[Data entries]
· · · ·

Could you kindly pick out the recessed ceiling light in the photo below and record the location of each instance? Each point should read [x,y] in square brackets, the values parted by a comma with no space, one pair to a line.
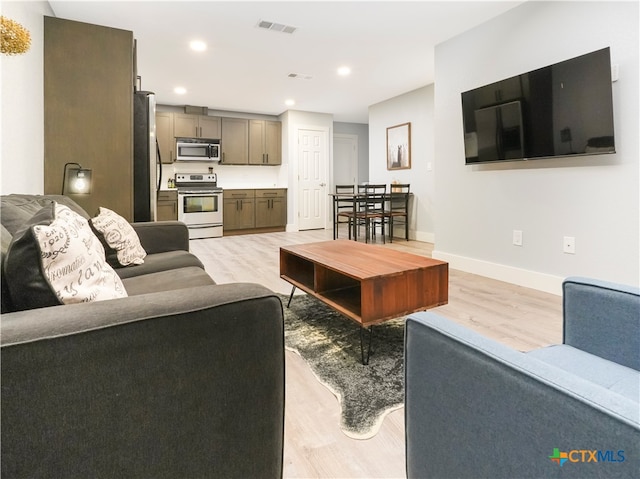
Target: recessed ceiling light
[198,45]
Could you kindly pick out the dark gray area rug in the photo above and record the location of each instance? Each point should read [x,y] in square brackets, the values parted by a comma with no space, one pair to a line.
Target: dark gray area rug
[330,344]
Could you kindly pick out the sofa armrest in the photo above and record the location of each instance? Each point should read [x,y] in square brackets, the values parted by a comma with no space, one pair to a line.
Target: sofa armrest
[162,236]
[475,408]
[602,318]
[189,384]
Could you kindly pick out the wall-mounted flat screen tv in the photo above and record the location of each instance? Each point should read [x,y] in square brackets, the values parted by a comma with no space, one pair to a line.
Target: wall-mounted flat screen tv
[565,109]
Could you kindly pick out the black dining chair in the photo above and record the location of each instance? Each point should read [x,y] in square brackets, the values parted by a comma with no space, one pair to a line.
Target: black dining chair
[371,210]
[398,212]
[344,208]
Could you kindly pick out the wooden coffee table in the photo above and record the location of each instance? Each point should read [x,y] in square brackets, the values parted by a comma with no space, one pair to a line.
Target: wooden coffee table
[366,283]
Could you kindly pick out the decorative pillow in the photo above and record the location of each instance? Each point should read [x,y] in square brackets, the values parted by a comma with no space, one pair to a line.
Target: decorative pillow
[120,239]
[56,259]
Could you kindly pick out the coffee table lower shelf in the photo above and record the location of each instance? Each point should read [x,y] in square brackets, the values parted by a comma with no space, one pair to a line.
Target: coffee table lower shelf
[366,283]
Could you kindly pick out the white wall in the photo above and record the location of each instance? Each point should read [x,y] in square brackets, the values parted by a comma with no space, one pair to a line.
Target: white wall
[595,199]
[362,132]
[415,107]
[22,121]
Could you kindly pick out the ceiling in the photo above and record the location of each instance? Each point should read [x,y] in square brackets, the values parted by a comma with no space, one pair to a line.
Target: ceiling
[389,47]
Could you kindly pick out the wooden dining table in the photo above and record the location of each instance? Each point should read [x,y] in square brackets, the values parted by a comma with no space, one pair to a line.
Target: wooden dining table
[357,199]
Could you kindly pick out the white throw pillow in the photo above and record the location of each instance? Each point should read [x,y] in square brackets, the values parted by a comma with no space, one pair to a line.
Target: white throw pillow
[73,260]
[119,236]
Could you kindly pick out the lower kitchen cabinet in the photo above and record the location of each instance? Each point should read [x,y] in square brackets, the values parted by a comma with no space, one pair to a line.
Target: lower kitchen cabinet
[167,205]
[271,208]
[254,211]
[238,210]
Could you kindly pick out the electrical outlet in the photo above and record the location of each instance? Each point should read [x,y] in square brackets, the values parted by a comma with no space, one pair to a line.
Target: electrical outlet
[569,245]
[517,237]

· · · ·

Set down the entries above exactly; no pictures belong in the copy.

** SOLUTION TO THIS PROBLEM **
Could you kindly pick out the recessed ceiling light in the photo below and record the location of each instance? Each point should read [x,y] in square brackets, the values parted by a comma with no space, one pair to a line.
Target: recessed ceiling light
[198,45]
Could you kindly pick out the dark gray area rug in the photo above and record the location of each instance? Each point should read [x,y] in square brackets, the values parted by a comma with no space, one pair to a line.
Target: dark gray area rug
[330,344]
Could you kindly pick out the sofa armrest in the photo above and record the location of each instance? Each point should read [x,y] in square brackets, the values parted by a comma with no space, one pair to a line.
Target: sofa armrest
[162,236]
[475,408]
[602,318]
[189,384]
Could you kindly pick out the wall-mounted flat screen tv in the photo above and record the location of each instance? Each point should read [x,y] in square brackets, the values parted by a comma with no space, one pair to a line.
Target: wall-mounted flat screen tv
[565,109]
Could you kindly pick out the black dining chair in the photo above and record the location of each instance? Each point should read [x,y] in square brackets, the values parted by a comma with no space, one pair to a line.
Target: black dining chair
[371,210]
[398,212]
[344,208]
Could you kindly pick out the wooden coffee table in the photo above and record the location of each instance? Each point should read [x,y] in square brackets, the values parted by a comma with no space, one pair to a line.
Target: wooden coffee table
[366,283]
Could you kindly pick out the decorative pillow in the photo above and record the location of each instance? Each point should read [x,y] in square brackets, the values parted by a comma with no space, one pair to a line.
Target: decorative pillow
[120,239]
[56,259]
Could you kindly pick out the coffee table lower shelf in the photo above and record the location of each instance? Each point should read [x,y] in square brackets, the values parted by a comma with no space, one pair to a line.
Target: coffee table lower shelf
[366,283]
Could you kindly pick out the white wall in the photo above and record the location of each instance? Each point should read [x,y] in square brackets, the values parted by a comma with no space, one pair to a line.
Target: white wall
[595,199]
[362,132]
[415,107]
[22,121]
Could you kindly pick out the ceiling in the photo above and record the location of each instance? Each point should read [x,y] in square brackets, the values parted by a comma with no space, one pair to a line.
Target: ceiling
[389,47]
Could you kindly pick out the wooden dining table in the photo above and record the location of each instance? Each point should read [x,y] in square brackets, the values parted by a comma with no space, one pair to a line.
Target: wooden dining table
[357,199]
Could you kindly pick out the white throw pillow in the photo above and record the location of each instance? Each point should read [x,y] in square brackets, the values parted by a comma with no space, one pair to a line.
Target: white throw pillow
[73,260]
[119,236]
Could you kindly pick out the lower kitchen cabinet in the photo above and record the location of each instance? Each point should read [x,y] in square brackets, the values parted by a comma with no space, one pair to a line.
Target: lower kitchen cabinet
[167,205]
[271,208]
[254,211]
[238,210]
Could you kindly pick out the electrical outlet in the photo above and record the location of each instance? Each point should read [x,y] in square brackets, the values parted by a comma with no space, one pair to a line.
Target: electrical outlet
[569,245]
[517,237]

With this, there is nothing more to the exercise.